*What the exercise asks:* I need the records below retyped exactly.

(Extracted data entries)
============================================================
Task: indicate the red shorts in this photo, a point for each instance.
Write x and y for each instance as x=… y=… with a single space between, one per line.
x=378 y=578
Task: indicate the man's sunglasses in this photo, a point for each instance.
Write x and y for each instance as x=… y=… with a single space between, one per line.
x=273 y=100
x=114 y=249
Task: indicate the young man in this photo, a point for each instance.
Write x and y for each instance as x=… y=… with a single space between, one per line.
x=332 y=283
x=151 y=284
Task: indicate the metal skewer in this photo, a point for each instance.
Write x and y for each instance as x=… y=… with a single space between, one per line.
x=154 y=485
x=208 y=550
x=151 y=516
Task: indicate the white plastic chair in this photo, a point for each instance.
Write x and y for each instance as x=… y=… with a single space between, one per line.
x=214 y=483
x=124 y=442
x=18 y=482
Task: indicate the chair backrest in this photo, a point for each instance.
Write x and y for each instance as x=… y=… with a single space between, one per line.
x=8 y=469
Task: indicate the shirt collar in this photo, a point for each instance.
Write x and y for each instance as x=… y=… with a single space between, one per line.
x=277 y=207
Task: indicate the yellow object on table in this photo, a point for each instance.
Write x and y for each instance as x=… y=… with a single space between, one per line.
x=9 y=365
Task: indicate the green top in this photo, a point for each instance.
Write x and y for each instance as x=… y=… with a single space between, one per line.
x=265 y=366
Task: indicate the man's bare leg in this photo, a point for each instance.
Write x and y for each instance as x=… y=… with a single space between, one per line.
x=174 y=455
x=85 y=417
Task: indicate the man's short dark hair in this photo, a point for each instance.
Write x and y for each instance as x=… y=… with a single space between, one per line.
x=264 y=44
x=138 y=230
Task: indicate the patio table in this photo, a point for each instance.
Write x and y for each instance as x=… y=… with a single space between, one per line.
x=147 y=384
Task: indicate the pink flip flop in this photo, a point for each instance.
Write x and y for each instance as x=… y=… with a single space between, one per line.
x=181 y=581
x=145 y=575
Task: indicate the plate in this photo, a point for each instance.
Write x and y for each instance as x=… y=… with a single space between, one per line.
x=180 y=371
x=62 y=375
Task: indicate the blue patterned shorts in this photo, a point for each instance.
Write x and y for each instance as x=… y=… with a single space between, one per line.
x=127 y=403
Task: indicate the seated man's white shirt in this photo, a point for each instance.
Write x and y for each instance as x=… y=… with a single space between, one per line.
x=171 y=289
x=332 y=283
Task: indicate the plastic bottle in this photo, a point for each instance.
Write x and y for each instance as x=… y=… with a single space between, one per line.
============================================================
*Response to this task:*
Task: indicate the red shorts in this photo, a point for each instance.
Write x and y for each instance as x=… y=… with a single space between, one per line.
x=378 y=578
Task: indicate the man's sunglasses in this photo, a point for each instance.
Write x and y for each instance as x=… y=… with a single space between, one per line.
x=273 y=100
x=114 y=249
Task: indicate the young man in this photo, a point for each instance.
Write x and y for each instance as x=… y=… with a single space between, one per line.
x=332 y=283
x=151 y=284
Task: indicate the metal skewer in this photo, a point for each instance.
Write x and y for each instance as x=… y=… with a single space between, one per line.
x=154 y=485
x=208 y=550
x=151 y=516
Task: indicate the white plastic chair in this photo, a point for each instance.
Write x and y for each instance as x=… y=… with a single space between, one per line.
x=214 y=483
x=124 y=442
x=18 y=482
Task: indicate the chair backrest in this photo, a point for each instance.
Write x and y for each instance as x=… y=… with a single space between, one per line.
x=8 y=469
Task: indicate the shirt collar in this photo, a point for each instance.
Write x and y for each instance as x=… y=… with a single space between, one per line.
x=277 y=207
Task: indicate the yellow object on table in this photo, a point for each instance.
Write x and y for each instance as x=… y=… with a single space between, one per line.
x=9 y=365
Task: indicate the green top in this photo, a point for each instance.
Write x and y for each instance as x=… y=… with a single space between, one per line.
x=265 y=366
Task: indicate the man's bare leg in this photo, a point for each instance.
Write x and y for each instance as x=… y=… with a single space between, one per line.
x=174 y=455
x=85 y=417
Task: indicate the man's short dark hair in this photo, a point for each instance.
Write x and y for each instance as x=… y=… with a single space between, one per line.
x=264 y=44
x=138 y=230
Task: indicate the patio table in this photo, a point for each instance.
Write x and y for each instance as x=… y=… with a single space between, one per line.
x=147 y=384
Task: indicate the pink flip flop in this photo, a point for each instance.
Write x and y for each instance as x=… y=… with a single space between, one per line.
x=181 y=581
x=145 y=575
Task: indicate the plate in this photo, a point for each instance.
Write x and y for each instance as x=… y=… with a single space between, one per line.
x=180 y=371
x=62 y=375
Task: indicate the blue patterned shorts in this photo, a point for each instance.
Write x and y for each instance as x=… y=… with a single space between, one per line.
x=127 y=403
Task: indicate the seated man's white shirt in this photo, a point for each instance.
Write x and y for each instance as x=… y=… with a single space between, one per line.
x=171 y=289
x=332 y=283
Task: indicate the plastic bottle in this photo, a point for each instance.
Write x and y for each instance as x=… y=… with a single space between, one per line.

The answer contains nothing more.